ASSIGNMENT »
Copy out exactly the lines from the one containing "pixel 26 534" to the end of the records below, both included, and nothing else.

DATA »
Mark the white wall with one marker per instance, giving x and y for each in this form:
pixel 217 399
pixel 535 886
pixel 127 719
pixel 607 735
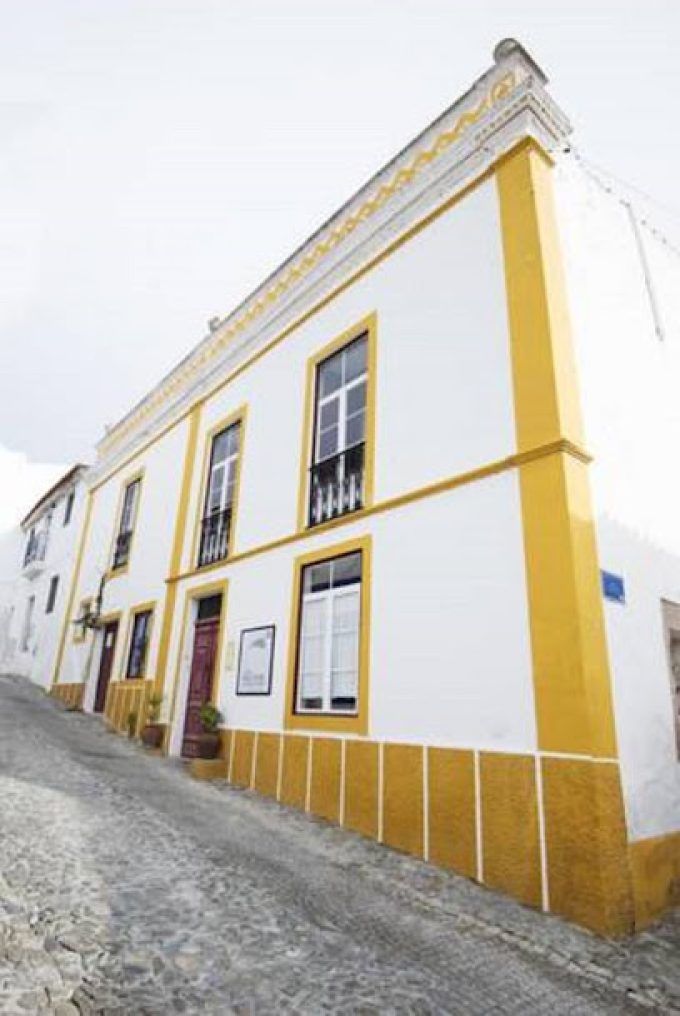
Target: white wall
pixel 144 579
pixel 450 654
pixel 37 661
pixel 629 383
pixel 450 659
pixel 443 393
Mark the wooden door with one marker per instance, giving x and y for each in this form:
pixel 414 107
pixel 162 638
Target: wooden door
pixel 106 663
pixel 200 681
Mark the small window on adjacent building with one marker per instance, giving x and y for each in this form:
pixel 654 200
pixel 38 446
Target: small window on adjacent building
pixel 337 471
pixel 27 624
pixel 138 644
pixel 68 510
pixel 52 593
pixel 217 524
pixel 672 635
pixel 126 526
pixel 327 678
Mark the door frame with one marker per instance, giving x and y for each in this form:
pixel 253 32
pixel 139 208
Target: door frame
pixel 108 619
pixel 180 687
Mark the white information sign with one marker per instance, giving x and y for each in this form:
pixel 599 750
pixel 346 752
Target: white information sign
pixel 255 659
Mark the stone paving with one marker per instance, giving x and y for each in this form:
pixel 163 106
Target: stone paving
pixel 127 888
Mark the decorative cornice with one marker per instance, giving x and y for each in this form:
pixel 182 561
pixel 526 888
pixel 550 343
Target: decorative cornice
pixel 512 87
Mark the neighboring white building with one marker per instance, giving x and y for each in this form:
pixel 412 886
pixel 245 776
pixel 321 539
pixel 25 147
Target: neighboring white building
pixel 37 562
pixel 409 516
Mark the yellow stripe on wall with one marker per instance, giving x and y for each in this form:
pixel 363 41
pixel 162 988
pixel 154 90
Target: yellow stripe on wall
pixel 294 776
pixel 177 549
pixel 325 788
pixel 510 825
pixel 403 798
pixel 266 764
pixel 361 786
pixel 451 810
pixel 585 843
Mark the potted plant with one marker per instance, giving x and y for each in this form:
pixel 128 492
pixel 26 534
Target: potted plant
pixel 207 743
pixel 151 735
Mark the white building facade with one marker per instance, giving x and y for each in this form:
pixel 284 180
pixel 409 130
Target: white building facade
pixel 38 567
pixel 368 519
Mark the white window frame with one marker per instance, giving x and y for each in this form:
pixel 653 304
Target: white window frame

ANSWER TO THE PROBLEM »
pixel 26 534
Target: potted plant
pixel 207 743
pixel 151 735
Mark the white building facade with one marker per instance, giving x and y for each in this form:
pixel 284 180
pixel 409 130
Target: white building facade
pixel 38 567
pixel 368 519
Mark the white window frame with one marker per instance, giving x and y for each in this form:
pixel 653 304
Target: white window frame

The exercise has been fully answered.